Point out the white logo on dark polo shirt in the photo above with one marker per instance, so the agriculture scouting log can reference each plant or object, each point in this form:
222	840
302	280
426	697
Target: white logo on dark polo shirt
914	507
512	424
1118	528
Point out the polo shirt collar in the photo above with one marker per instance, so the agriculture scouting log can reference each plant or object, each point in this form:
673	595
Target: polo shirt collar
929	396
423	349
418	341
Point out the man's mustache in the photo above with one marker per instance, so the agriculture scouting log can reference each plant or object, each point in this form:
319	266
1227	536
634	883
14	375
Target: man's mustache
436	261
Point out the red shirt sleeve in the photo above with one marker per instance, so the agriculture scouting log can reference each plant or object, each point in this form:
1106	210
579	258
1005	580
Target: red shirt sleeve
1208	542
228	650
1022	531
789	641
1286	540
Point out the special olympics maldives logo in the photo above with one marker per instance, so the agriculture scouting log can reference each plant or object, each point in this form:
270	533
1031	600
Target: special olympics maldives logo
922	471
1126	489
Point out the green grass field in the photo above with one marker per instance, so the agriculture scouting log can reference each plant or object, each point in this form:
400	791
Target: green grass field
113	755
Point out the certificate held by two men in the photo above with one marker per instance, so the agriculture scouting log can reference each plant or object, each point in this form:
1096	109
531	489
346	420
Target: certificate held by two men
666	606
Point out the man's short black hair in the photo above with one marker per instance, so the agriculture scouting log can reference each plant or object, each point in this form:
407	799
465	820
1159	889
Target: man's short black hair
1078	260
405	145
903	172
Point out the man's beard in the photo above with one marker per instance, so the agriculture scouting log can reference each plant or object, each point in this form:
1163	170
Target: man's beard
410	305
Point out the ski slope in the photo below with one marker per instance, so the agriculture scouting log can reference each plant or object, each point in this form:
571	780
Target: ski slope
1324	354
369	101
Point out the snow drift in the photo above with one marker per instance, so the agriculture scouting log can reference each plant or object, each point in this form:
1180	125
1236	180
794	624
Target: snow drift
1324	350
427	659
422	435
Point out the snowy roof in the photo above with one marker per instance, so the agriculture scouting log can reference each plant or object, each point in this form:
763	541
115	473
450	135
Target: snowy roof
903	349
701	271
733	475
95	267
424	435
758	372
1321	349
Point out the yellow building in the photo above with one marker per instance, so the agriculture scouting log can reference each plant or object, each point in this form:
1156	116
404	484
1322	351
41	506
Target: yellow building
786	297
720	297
===============
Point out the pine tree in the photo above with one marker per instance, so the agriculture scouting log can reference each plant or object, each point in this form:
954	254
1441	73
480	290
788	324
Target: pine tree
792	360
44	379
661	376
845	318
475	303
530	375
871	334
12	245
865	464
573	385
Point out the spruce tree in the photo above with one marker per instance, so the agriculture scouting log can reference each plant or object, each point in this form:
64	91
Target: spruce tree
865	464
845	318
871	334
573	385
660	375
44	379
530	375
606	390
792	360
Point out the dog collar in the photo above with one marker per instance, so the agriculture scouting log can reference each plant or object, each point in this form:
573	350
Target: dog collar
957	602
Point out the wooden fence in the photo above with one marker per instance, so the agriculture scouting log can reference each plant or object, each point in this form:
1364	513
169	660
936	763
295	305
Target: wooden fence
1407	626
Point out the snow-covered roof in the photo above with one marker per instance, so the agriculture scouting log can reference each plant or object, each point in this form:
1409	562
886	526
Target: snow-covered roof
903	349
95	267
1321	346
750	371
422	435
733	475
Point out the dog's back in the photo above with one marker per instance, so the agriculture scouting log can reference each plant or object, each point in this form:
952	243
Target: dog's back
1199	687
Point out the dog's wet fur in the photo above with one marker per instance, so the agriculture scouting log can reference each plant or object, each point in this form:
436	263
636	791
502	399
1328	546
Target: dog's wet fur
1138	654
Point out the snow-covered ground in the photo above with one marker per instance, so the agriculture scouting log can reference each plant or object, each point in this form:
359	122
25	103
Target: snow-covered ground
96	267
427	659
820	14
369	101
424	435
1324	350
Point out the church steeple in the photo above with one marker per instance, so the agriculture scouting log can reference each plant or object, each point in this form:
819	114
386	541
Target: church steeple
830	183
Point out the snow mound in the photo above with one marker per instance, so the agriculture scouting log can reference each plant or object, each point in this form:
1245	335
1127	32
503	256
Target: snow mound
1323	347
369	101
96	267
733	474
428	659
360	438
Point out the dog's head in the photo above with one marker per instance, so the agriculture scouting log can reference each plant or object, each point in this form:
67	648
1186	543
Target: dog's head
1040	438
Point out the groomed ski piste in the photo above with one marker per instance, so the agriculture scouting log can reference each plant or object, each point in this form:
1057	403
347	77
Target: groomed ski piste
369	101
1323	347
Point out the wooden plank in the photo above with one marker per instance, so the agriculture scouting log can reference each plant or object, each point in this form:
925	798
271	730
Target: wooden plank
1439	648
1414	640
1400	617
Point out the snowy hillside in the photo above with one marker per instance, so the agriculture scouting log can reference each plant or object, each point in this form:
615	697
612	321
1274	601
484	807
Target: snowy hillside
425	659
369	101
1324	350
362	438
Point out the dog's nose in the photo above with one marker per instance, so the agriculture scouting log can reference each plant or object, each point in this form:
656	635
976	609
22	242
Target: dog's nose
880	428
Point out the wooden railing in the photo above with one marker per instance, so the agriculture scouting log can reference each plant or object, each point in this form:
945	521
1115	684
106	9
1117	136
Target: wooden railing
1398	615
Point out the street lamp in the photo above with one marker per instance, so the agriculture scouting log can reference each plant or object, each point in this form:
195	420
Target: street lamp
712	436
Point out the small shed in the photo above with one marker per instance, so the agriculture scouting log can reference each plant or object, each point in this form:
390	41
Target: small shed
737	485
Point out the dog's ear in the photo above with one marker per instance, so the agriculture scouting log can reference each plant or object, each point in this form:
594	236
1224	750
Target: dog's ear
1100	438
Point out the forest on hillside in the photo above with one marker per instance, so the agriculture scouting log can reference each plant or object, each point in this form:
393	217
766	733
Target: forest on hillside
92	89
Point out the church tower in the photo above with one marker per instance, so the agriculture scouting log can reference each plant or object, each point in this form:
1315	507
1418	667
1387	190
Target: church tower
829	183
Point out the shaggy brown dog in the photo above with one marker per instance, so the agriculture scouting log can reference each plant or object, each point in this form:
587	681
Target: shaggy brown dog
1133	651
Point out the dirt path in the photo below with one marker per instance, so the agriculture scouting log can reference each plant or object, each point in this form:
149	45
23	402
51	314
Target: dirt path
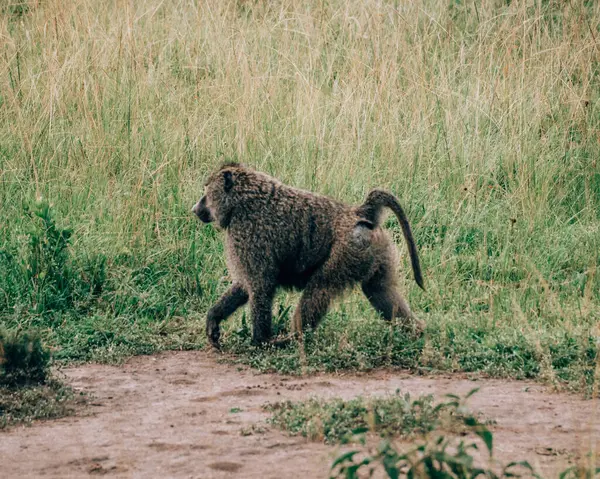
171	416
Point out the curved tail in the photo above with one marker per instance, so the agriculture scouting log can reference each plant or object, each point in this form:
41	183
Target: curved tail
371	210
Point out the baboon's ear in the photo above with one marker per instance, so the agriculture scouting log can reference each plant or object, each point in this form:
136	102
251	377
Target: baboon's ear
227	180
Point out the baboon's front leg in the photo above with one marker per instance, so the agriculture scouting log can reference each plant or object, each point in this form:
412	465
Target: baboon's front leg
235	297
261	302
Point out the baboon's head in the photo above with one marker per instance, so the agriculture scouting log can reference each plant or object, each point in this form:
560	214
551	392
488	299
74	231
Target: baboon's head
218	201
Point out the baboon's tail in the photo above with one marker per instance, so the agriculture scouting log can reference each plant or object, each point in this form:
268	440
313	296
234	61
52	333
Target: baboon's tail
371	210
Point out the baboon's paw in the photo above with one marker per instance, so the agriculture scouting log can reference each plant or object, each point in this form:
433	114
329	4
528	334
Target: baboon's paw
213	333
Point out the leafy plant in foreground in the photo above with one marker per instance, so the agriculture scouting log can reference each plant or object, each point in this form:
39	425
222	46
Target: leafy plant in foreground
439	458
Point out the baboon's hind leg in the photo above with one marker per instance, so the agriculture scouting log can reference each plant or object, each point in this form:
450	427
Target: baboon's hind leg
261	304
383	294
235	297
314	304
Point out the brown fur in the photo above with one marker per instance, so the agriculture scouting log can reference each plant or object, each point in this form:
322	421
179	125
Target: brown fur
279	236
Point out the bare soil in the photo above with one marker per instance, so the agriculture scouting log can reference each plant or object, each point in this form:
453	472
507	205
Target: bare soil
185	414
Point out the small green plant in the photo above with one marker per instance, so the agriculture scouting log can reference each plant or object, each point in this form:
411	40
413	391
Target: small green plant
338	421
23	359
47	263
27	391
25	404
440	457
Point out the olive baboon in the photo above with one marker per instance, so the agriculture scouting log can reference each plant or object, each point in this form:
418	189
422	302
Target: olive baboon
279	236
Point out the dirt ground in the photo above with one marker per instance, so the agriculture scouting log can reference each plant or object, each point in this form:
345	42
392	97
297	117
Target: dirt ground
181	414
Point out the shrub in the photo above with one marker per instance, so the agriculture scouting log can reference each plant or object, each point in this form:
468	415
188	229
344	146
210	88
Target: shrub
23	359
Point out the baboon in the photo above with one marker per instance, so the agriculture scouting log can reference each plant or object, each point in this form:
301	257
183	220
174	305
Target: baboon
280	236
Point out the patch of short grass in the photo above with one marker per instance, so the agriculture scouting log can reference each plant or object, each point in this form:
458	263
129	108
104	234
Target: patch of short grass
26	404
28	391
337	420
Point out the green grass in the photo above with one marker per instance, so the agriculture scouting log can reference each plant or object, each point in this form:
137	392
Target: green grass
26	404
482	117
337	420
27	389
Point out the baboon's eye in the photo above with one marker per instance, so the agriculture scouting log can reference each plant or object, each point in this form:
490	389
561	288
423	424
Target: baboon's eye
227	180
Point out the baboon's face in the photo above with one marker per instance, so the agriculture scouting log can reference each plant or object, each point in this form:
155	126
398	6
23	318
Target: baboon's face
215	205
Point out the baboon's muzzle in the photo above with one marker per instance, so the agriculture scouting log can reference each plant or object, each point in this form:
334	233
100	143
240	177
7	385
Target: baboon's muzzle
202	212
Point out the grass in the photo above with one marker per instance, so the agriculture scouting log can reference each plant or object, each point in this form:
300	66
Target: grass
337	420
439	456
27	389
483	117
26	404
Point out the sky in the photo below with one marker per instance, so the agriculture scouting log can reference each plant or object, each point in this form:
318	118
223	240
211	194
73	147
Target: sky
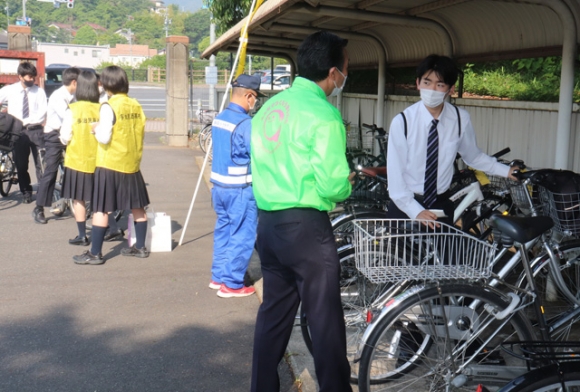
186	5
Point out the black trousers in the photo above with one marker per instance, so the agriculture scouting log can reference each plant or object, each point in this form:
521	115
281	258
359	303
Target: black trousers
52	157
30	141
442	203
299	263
===============
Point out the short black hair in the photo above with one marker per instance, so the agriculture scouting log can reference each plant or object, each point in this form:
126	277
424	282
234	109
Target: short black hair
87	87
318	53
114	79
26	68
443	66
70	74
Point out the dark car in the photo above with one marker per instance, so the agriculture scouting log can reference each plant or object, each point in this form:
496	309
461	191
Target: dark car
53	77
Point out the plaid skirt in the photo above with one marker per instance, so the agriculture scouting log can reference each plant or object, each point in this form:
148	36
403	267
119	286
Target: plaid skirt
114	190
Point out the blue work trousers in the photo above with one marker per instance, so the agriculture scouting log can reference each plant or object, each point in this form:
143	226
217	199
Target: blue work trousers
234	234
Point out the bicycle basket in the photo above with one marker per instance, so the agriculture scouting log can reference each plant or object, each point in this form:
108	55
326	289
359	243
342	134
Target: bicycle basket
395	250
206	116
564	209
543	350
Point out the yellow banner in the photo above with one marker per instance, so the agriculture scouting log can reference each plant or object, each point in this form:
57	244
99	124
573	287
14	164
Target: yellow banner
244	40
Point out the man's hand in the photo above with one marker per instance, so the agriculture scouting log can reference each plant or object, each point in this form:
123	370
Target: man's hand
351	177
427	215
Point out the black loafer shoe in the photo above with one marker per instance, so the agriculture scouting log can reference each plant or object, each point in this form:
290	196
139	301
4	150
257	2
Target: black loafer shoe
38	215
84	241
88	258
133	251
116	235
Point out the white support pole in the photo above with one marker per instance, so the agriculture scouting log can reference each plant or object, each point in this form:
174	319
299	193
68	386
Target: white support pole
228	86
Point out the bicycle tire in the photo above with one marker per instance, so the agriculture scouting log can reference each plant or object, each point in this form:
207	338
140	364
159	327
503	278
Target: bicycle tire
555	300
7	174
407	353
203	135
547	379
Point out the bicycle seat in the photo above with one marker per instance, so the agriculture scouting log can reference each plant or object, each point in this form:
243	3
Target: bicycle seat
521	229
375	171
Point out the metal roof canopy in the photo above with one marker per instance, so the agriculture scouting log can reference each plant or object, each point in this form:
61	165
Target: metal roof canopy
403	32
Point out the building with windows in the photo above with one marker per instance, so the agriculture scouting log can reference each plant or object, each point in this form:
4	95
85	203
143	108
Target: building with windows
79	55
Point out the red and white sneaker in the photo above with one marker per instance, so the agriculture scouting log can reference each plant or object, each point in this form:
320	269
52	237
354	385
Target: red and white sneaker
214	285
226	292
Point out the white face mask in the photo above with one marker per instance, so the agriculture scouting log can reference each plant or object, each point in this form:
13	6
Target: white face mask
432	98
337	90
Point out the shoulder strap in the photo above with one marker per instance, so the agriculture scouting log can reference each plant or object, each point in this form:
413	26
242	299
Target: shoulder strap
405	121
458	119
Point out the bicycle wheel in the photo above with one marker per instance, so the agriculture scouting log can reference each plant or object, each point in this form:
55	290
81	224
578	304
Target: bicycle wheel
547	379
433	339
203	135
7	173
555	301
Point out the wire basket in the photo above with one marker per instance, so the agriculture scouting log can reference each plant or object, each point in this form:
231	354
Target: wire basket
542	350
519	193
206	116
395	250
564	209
===============
*Exercise details*
Go through the records and pull out each line that includes the word "below".

*Task solution*
Point out the ski slope in the photo below with one marker per instance, so the agriculture scouting log can reference each plant or object, each point in this form:
Point out the dirt path in the photo below with one marker per instance, so the agriculture scouting log can reference each plant or object, each point in this form:
Point out the sky in the photo below with one marker per instance, so the agriculture scouting log can reference each plant or object, each point in this form:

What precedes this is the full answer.